======== Provided information ========

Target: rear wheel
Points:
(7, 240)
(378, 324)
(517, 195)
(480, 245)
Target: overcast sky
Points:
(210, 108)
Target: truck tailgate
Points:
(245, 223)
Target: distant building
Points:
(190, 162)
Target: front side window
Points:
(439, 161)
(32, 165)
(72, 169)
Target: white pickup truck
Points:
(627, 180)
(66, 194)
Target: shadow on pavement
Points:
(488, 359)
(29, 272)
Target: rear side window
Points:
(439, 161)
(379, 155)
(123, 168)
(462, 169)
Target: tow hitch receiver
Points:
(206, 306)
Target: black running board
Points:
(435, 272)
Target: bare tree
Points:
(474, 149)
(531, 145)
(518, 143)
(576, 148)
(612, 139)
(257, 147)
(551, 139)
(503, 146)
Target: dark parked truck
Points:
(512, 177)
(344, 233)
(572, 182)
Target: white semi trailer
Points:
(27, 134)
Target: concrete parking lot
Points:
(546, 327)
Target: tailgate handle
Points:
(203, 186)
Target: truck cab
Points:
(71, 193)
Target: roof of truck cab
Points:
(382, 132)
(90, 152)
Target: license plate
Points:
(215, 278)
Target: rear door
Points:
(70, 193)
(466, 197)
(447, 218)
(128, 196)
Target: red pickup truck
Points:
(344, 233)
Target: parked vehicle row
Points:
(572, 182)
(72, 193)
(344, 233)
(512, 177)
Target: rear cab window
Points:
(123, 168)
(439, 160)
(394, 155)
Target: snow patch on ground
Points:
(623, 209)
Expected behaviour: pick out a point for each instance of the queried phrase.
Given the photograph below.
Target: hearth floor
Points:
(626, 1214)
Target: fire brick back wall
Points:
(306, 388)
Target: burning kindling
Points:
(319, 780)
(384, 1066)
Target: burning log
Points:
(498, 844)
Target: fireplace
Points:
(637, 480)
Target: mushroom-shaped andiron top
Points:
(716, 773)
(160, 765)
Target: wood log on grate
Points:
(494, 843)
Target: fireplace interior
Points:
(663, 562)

========

- Work to complete -
Among the entries above, find the line with "Target: tow hitch receiver" and the line with "Given the photograph below."; give again exactly these two lines and all lines between them.

- Solution -
Target: tow hitch receiver
Points:
(206, 306)
Target: black running board
Points:
(435, 272)
Target: bare tree
Points:
(474, 149)
(531, 145)
(518, 143)
(576, 148)
(612, 139)
(257, 147)
(551, 139)
(503, 146)
Target: dark parked truck
Points:
(512, 177)
(344, 233)
(572, 182)
Target: white semi trailer
Points:
(27, 134)
Target: concrete parking lot
Points:
(546, 327)
Target: tailgate handle
Points:
(203, 186)
Target: truck cab
Points:
(71, 193)
Target: roof of truck cab
Points:
(382, 132)
(90, 152)
Target: license plate
Points:
(215, 278)
Target: rear door
Points:
(70, 193)
(466, 197)
(447, 218)
(128, 196)
Target: red pickup truck
Points:
(344, 233)
Target: parked vehicle row
Points:
(572, 182)
(72, 193)
(344, 233)
(512, 177)
Target: rear cab window
Points:
(123, 168)
(439, 160)
(394, 155)
Target: snow patch on ground
Points:
(623, 209)
Expected behaviour: pick out a point for each instance of the queried phrase.
Given the photograph below.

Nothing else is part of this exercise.